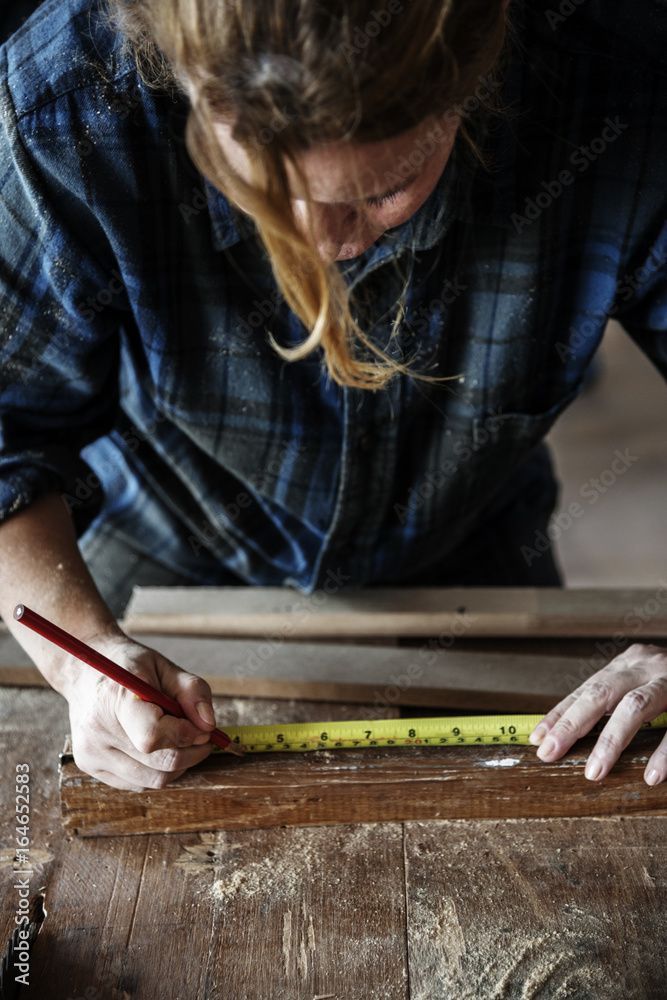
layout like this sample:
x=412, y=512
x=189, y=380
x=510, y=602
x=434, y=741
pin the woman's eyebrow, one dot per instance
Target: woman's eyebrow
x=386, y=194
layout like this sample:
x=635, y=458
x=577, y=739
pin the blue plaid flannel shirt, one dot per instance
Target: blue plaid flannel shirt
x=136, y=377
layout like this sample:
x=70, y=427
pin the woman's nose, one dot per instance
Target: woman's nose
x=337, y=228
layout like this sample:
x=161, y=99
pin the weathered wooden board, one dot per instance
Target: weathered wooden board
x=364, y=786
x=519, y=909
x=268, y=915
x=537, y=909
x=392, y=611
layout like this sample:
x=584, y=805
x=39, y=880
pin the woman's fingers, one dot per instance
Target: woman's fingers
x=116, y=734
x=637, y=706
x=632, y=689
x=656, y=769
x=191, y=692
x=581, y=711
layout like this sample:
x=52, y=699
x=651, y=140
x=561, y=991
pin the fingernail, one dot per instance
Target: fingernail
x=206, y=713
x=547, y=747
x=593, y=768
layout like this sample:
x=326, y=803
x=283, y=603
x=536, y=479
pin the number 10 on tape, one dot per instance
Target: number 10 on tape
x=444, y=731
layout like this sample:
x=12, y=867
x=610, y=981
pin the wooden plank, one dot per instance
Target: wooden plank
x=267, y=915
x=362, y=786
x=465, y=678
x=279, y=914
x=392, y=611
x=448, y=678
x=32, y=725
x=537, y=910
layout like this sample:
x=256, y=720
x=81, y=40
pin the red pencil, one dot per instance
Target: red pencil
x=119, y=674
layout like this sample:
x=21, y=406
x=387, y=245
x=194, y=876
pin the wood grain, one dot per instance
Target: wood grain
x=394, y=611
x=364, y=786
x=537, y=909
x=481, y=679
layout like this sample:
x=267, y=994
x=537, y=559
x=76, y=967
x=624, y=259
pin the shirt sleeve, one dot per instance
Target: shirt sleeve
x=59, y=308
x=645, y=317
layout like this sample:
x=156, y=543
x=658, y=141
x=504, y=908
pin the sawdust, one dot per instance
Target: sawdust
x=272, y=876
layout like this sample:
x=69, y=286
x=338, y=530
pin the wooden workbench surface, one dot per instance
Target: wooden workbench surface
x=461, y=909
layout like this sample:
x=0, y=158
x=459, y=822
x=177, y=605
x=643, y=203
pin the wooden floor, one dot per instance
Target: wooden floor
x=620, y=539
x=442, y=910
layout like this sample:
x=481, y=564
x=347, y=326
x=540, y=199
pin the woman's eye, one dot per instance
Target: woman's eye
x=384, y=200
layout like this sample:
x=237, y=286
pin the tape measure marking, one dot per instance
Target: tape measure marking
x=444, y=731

——————————

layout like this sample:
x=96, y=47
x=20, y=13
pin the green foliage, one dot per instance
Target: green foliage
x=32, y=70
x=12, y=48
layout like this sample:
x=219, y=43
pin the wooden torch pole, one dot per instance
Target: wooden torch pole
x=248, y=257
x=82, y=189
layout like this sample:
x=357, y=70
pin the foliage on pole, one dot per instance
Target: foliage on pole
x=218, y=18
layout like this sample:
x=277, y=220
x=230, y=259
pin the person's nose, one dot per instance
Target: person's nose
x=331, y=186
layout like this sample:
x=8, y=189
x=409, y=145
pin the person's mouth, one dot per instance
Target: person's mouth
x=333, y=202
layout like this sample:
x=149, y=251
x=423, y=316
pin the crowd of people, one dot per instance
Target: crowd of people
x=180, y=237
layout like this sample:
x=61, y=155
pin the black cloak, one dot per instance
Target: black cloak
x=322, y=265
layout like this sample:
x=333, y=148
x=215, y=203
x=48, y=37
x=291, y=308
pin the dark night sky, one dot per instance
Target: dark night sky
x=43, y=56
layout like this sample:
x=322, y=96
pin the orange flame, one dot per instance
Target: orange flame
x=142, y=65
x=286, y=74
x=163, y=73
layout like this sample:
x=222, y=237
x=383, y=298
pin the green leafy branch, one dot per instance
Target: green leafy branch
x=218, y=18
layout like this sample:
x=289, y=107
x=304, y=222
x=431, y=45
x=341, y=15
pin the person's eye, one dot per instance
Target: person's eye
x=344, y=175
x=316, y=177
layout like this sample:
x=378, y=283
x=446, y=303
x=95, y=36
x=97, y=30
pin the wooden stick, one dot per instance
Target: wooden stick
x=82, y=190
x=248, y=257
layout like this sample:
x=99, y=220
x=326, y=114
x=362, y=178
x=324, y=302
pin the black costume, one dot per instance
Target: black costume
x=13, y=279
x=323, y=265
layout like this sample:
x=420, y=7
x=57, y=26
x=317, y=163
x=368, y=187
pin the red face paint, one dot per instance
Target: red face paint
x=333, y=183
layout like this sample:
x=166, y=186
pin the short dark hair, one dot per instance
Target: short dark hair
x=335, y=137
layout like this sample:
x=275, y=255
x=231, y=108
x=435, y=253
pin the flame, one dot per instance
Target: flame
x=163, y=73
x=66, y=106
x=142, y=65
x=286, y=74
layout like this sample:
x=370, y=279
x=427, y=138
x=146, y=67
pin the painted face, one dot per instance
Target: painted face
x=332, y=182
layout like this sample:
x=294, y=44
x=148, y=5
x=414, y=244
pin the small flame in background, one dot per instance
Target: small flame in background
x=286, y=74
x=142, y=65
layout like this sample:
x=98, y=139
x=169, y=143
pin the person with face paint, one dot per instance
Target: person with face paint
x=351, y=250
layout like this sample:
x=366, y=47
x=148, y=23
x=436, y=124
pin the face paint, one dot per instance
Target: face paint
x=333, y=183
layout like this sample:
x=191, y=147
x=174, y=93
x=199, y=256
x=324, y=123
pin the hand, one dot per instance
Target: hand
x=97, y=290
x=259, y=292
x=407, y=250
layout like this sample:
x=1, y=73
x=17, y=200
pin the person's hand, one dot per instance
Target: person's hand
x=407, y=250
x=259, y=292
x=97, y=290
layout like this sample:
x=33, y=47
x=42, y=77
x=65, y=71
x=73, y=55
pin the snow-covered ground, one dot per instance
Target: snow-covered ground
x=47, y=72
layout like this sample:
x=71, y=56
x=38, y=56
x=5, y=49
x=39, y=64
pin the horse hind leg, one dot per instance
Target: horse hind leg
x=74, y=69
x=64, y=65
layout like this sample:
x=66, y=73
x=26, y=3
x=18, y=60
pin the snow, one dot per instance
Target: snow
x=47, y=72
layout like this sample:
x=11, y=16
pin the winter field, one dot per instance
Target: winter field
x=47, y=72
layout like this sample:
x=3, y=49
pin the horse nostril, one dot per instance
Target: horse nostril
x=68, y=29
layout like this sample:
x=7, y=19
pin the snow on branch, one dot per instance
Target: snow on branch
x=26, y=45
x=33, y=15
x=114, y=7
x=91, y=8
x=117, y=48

——————————

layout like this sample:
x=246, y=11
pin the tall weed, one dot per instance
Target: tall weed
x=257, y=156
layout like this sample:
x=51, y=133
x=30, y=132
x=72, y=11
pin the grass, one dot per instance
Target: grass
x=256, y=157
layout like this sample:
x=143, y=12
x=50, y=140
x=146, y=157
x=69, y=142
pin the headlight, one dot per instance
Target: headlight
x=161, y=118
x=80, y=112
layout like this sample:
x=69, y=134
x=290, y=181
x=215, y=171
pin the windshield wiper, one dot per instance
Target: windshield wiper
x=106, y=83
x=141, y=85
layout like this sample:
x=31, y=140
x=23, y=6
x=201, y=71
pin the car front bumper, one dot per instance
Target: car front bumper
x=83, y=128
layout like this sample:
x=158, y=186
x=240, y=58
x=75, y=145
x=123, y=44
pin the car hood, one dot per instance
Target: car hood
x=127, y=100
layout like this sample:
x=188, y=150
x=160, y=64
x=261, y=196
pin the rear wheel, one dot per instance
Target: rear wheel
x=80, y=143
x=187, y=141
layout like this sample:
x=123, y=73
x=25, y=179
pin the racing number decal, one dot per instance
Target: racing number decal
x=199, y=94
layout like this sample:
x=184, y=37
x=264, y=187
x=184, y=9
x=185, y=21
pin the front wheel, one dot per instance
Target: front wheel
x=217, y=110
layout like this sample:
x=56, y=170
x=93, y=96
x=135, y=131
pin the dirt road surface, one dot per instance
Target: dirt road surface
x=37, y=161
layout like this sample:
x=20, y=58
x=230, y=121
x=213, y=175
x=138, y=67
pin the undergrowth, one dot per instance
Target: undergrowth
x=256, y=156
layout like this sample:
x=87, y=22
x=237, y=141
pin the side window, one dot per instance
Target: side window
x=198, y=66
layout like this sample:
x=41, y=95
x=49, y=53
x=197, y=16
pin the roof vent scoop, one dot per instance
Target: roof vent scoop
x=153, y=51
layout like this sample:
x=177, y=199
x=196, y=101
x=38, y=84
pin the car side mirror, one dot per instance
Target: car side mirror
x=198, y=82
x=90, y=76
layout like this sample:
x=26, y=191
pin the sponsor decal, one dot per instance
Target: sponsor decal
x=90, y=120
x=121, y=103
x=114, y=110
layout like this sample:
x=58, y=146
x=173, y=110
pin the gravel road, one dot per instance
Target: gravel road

——————————

Please gather every line in the items above that contains the word "cloak"; treat uppercase and lowercase as different.

pin the black cloak, one dot per instance
Target: black cloak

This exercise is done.